__Activity__
Extend the DIY post about building an objet mirror from thrift store finds, starting right after its last sentence.
___ Document passage ___
There are few pieces that I covet for my home for long. Many of them come and go, and seem to be a passing trend. Codor Design‘s stunning mirrors, however, are not one of those pieces. I’ve wanted this oversized nautical gem since the first time I saw it (years ago now). And if its designer, Tamara Codor dropped it at my door, I would happily accept it into my home.

Unfortunately, this dream scenario isn’t likely to happen anytime soon. So, what’s a girl to do? Well, attempt to make her own version of course…

a thrifted objet mirror DIY | coco kelley

This is one project I’ve been wanting to do for some time now, actually. But the challenge of finding all the pieces and putting it together seemed a bit daunting. Codor creates their pieces over time, using much more artistic techniques, their own molds, and quality objects. The result is a mirror that looks like it’s all one smooth piece, and the finish is stunning. We wanted to make ours more of a weekend project.

Enter method. A company I’ve loved for many years as well, and – unlike these mirrors – they have dropped packages at my door many times. This time, the package came with a challenge: Fear No Mess. A battle cry to take up arms (or spray paint) and get down to some messy business. I threw on my treasure hunting shoes, and headed out to the thrift store to tackle this DIY!

make a chic objet mirror out of thrift store finds | coco kelley

Since method’s products are biodegradable, made from recycled materials and 100% recyclable – I figured it was only appropriate to tackle a DIY that was also ‘recycled’. After spending an hour in the aisles of local thrift and vintage stores, I came away with lots of random items. My favorite finds were the wood moon (torn off an old bookend) and the Egyptian incense holder which would – regrettably – have to be broken to fit on the mirror. I selected a smaller mirror with enough surface to glue items to.

Then I set to putting my method to good use – wiping down every dusty purchase with a little all-purpose cleaner (replacing that lovely thrift store smell with grapefruit!). 

turn thrifted finds into a fab objet mirror | DIY via coco kelley turn thrifted finds into a fab objet mirror | DIY via coco kelley

After bringing all the thrifted objects back to the studio, I quickly realized I’d need to supplement a bit. I purchased some unfinished wood balls and plaques at the craft store, along with some wood stars, rubber snakes and plastic scorpions (shout out to my Scorpio sisters!). I also hit up the local salvage stores for plastic chandelier crystals to line the edges of the mirror.
___ Extracted information ___
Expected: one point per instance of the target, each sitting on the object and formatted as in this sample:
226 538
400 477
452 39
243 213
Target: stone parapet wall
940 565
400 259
___
__Exercise output__
turn thrifted finds into a fab objet mirror | DIY via coco kelley

Then – we laid everything out. I liked the theme that emerged here. I don’t know what to call it exactly, except celestial badass.

Next it was time to spray. And spray. And spray some more…

white objet mirror DIY | coco kelley

Once we had the objects (and my fingers) completely white, we laid everything back out again to see exactly where we wanted the items placed before gluing! I used a combination of hot glue (for some of the smaller or uneven objects) and gorilla glue for the heavier items.

turn thrifted finds into a fab objet mirror | DIY via coco kelley

Then came the best part – putting her all back together! More spraying (of the non-toxic kind) to clean up that mirror, and my beautiful objets were ready to shine…

an all white objet mirror DIY | coco kelley

Backup a second though because I know you’re wondering what happened to my Egyptian goddess here. I straight up used the fastest drying ‘clay’ I could find to fill her in, since we were crunched for time. Then we added some spray painted plastic leaves and, voila. She was all covered up.

an all white objet mirror DIY | coco kelley

And now? I have one truly unique piece of art on display at the studio!! It may not be quite as perfectly porcelain as the beautiful pieces that Tamara makes at Codor Design (the finish on her one-of-a-kind pieces is so soft and lovely) but for now, it will do! I love how tackling projects like this bring out the creative side, and prove that the things we think might be really hard really aren’t that hard when you have fun doing it.